> _REQUIREMENT A_: Decide whether each statement agrees with the opinion piece on Labor below, answering yes or no and quoting the words of the piece that settle it. (i) Faulkner spoke while launching Rodney Cavalier's book Power Crisis. (ii) Simon Crean's reform reduced the union ratio at state conferences to 60 per cent. (iii) The party machine destroyed Morris Iemma because he would not abandon his plan for electricity privatisation.

> _TEXT PROVIDED_:
Start

Labor's dangerous alliance
THE Labor Party is beset by self-doubt as they lose the Left.
ON the eve of the inquiry into Labor's near-death 2010 election experience, party elder John Faulkner says modern Labor now struggles with the perception "we are very long on cunning and very short on courage".
Faulkner admits that Labor's defects are serious and fundamental. At a time when Labor ministers, state or federal, are unable to even mention in public the identity and institutional crisis afflicting Labor, Faulkner's comments are a crack of reality in the ocean of delusion that constitutes Australia's political discussion.
Surreal is the only description for the current circus. Right on cue NSW Premier Kristina Keneally has confirmed this week that her government is nothing more than a broken hostage to the trade unions in what is the latest and openly contemptuous rejection of the NSW public and taxpayer interest.
Meanwhile Victorian Premier John Brumby is appealing to Liberal voters in the coming state poll not to preference the Greens - yes, that's right, those same Greens in a formal working alliance with the Gillard government - because Brumby fears they will only steal more votes and seats from Labor in the deepest heartland of its strongest state.
The "business-as-usual" coverage of national politics utterly mocks the tectonic shifts under way. Faulkner's admission came when launching the book by former NSW minister Rodney Cavalier, Power Crisis, a work of forensic rage at the self-destruction of the Labor Party. Cavalier's thesis is that the Labor Party is dying from below as its membership collapses while the trade unions that control its conferences have lost their social relevance.
For Cavalier, Labor's malaise lies in its structure and culture. Referring to former leader Simon Crean's reform that reduced the union ratio at state conferences to 50 per cent, Cavalier says: "The impact on the character and control of the ALP was zero. Whether the proportion is 60-40, 50-50, 40-60 or 30-70, the ratio amounts to union control of the conference. Arguments in favour of union control require sophistry worthy of belief in a flat earth. Belonging to the ALP is not a part of the life of a modern Australian worker. Even in Bowral in the year of Don Bradman's birth, the ranks of workers on May Day filled the main street from side to side and for its length. Now May Day, Labor Day and the union picnics days are no more. The para-world of unions was an anachronism by the 1970s."
Yet in NSW, which constitutes nearly 40 per cent of Australia's gross domestic product, the union interest is paramount. It is enshrined and championed over the public interest. This is not a secret; it is a reality, brazen in its contempt for Australian democracy. In the epic 2008 NSW crisis the party machine destroyed its own premier, Morris Iemma, because he refused to submit to the union-dominated conference in its demand that he, as elected premier, abandon his cabinet-authorised plan for electricity privatisation.

End

> _SUPPLIED DATA_:
Start

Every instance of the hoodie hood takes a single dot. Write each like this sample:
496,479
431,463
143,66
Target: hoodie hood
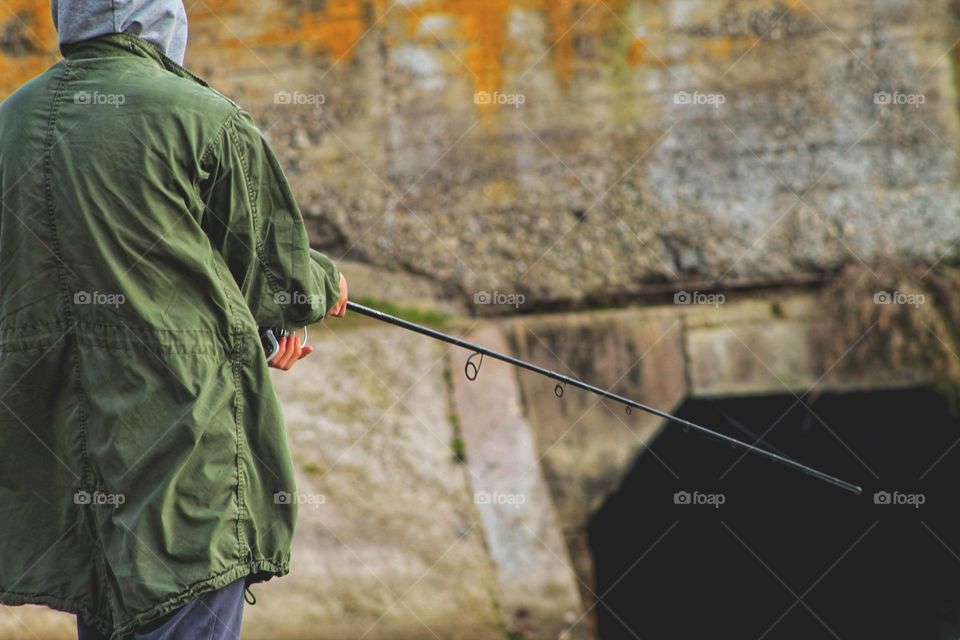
160,22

End

> _REQUIREMENT B_: Rewrite every line of the records above, requests included, increasing each coordinate in the answers by 135. Leave the pictures out.

> _TASK RESPONSE A_:
(i) Yes: "Faulkner's admission came when launching the book by former NSW minister Rodney Cavalier, Power Crisis"
(ii) No: "reduced the union ratio at state conferences to 50 per cent"
(iii) Yes: "because he refused to submit to the union-dominated conference in its demand that he, as elected premier, abandon his cabinet-authorised plan for electricity privatisation"

> _TASK RESPONSE B_:
Every instance of the hoodie hood takes a single dot. Write each like this sample:
496,479
431,463
143,66
Target: hoodie hood
295,157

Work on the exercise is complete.